• AUFGABE
Gib bitte jede Zeile unten unverändert zurück, die das Wort „street“ enthält.

• DATENZEILEN
● ● ● ● ●

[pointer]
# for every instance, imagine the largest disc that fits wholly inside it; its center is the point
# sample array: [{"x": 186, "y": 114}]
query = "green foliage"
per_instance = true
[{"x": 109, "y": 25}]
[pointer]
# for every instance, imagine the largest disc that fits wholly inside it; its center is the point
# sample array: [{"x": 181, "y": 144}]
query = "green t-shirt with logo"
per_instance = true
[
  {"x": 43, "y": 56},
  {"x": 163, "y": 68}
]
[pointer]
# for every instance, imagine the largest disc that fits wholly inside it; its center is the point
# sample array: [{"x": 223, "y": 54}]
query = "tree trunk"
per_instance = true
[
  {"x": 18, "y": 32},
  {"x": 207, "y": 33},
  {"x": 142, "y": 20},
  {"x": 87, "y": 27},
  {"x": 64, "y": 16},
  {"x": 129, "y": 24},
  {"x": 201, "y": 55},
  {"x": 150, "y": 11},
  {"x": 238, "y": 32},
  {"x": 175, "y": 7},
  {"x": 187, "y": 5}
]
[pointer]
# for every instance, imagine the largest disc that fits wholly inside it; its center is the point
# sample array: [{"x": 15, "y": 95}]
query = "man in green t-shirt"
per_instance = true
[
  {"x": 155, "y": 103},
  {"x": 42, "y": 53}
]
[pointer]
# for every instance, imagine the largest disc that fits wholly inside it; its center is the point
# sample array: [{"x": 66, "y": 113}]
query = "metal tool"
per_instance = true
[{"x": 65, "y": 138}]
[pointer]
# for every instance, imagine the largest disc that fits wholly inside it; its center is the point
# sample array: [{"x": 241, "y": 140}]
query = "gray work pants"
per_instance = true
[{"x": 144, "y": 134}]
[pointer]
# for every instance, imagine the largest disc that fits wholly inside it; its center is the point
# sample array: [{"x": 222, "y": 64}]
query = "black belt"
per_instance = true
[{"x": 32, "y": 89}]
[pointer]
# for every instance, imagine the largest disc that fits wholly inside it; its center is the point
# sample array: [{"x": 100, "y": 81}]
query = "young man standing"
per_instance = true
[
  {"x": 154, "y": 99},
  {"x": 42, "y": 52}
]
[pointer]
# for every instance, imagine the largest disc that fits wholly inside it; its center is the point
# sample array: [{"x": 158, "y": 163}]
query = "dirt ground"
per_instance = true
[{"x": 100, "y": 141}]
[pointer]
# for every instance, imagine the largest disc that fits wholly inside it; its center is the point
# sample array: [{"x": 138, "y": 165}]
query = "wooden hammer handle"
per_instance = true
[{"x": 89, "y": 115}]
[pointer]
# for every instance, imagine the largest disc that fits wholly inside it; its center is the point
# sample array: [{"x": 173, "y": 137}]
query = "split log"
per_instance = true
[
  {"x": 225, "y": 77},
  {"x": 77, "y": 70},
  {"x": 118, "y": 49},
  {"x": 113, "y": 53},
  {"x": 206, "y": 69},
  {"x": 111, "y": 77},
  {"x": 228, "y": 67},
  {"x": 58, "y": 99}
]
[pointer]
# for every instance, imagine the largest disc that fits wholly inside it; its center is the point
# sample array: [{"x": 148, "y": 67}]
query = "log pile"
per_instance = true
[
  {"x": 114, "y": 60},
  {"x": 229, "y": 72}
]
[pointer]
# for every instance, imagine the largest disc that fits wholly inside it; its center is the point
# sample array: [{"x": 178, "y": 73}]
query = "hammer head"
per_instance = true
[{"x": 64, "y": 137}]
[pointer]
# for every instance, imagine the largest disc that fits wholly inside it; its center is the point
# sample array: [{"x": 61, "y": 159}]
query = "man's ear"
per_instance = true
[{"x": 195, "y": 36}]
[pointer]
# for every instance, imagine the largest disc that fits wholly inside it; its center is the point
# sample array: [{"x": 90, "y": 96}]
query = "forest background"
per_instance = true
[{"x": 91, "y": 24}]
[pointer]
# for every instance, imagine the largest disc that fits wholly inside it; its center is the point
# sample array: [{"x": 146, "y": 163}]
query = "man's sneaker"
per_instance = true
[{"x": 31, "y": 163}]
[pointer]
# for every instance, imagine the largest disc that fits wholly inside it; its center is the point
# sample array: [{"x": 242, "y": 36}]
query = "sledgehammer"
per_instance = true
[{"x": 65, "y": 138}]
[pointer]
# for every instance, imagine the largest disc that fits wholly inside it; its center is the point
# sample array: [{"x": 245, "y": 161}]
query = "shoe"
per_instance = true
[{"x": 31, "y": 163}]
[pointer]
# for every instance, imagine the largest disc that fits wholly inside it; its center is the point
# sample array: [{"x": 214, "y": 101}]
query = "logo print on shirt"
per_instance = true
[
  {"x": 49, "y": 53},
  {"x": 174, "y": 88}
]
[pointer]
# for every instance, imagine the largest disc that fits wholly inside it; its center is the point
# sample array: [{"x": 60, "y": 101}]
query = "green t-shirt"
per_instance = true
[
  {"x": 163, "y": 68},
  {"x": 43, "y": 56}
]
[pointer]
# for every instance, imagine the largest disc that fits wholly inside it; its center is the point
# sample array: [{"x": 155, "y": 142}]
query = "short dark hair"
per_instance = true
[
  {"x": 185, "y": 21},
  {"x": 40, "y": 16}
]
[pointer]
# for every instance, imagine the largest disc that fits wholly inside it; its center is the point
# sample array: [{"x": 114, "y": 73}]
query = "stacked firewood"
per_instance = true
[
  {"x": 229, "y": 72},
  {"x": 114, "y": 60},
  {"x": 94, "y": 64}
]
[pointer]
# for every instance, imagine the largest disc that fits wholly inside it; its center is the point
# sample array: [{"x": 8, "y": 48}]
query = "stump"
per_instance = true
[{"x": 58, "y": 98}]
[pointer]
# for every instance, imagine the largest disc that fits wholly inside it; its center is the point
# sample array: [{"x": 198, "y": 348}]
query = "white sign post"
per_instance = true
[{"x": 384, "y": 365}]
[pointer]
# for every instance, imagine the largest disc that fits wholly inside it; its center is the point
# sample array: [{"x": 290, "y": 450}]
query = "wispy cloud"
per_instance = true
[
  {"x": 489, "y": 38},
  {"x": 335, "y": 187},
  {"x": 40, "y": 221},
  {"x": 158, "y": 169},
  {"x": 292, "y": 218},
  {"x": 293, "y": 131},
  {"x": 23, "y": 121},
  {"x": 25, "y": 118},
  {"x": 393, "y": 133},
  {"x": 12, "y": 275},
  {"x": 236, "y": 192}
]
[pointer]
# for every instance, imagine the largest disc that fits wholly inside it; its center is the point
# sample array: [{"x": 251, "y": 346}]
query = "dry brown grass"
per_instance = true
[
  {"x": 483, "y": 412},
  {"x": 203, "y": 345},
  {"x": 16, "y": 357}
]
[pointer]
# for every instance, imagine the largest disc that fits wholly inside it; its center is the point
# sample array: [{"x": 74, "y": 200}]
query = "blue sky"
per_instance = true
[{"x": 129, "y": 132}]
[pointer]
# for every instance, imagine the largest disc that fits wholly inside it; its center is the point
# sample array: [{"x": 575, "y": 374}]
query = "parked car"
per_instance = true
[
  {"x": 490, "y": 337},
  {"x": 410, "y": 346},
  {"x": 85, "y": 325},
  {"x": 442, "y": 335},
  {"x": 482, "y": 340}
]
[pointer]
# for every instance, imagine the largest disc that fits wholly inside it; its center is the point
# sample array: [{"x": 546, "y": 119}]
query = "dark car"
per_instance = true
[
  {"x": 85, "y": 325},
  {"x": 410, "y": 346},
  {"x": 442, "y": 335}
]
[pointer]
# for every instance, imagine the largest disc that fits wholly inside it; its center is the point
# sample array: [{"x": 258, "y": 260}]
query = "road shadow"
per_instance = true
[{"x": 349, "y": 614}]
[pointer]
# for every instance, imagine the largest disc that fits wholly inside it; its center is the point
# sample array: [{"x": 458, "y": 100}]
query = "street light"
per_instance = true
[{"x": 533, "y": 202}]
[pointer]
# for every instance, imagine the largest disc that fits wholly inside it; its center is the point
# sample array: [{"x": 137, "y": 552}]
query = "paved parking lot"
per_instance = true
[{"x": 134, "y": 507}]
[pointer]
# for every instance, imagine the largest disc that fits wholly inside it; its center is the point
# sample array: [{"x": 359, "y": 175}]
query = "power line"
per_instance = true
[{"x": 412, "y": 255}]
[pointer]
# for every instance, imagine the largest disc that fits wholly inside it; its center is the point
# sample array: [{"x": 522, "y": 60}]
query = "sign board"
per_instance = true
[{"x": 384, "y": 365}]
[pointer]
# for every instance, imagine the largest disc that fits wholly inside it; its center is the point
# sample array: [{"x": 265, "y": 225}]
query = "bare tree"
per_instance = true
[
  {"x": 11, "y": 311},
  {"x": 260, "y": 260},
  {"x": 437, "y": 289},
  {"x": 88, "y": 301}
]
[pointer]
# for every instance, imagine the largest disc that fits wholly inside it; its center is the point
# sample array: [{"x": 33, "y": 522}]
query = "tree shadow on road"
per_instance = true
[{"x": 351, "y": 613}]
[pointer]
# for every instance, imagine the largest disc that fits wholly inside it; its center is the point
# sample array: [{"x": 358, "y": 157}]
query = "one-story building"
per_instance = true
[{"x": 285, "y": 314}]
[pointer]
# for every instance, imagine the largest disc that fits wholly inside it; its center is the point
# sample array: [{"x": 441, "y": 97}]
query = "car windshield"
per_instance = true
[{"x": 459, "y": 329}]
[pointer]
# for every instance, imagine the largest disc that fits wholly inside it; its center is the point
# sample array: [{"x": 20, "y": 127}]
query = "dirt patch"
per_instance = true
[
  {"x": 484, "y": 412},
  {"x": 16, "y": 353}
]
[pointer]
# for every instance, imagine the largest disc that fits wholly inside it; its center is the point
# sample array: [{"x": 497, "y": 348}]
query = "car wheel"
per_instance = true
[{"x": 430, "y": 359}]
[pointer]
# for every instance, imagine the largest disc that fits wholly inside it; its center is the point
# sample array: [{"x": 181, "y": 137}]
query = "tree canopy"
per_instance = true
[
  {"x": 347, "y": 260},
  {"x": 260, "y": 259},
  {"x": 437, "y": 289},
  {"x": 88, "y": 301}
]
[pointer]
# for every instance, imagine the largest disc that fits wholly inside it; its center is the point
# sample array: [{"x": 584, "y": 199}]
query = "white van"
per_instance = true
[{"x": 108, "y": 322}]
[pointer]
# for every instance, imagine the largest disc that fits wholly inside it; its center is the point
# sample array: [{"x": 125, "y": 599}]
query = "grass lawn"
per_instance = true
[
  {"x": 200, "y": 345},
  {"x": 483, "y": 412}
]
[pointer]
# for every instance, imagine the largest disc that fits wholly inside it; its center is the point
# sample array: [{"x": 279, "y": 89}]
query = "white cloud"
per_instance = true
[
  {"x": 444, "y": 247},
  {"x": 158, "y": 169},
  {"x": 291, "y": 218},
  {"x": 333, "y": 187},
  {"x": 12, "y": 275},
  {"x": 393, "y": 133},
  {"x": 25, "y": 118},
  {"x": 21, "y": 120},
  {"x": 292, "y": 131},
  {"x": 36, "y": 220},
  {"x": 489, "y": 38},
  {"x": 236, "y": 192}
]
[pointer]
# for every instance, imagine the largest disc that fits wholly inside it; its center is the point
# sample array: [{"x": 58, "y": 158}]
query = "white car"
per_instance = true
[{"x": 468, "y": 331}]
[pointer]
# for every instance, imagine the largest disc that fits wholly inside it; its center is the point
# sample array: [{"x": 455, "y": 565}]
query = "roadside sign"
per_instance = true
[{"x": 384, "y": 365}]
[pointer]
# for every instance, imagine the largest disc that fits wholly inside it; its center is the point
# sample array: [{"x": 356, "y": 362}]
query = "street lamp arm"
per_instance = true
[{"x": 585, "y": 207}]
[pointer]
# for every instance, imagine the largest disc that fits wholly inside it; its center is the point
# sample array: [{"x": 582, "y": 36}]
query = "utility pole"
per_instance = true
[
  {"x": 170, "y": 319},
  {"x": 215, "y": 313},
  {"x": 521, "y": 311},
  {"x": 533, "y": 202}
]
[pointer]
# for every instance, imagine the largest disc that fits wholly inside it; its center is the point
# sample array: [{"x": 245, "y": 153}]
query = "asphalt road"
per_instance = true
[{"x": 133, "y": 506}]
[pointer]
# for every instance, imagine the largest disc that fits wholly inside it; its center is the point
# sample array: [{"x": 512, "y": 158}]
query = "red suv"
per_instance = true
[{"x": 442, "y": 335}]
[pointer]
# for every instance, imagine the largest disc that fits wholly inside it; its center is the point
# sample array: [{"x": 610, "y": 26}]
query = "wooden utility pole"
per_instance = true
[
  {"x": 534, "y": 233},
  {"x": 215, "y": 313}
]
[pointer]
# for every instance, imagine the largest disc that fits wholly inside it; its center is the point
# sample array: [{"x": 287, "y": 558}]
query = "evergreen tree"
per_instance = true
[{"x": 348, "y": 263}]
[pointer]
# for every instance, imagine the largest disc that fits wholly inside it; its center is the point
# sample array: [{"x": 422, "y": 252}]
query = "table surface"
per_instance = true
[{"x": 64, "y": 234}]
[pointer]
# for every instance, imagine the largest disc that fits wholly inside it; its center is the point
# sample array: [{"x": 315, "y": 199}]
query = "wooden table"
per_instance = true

● ● ● ● ●

• VOLLSTÄNDIGE AUSGABE
query = "street light"
query = "street lamp arm"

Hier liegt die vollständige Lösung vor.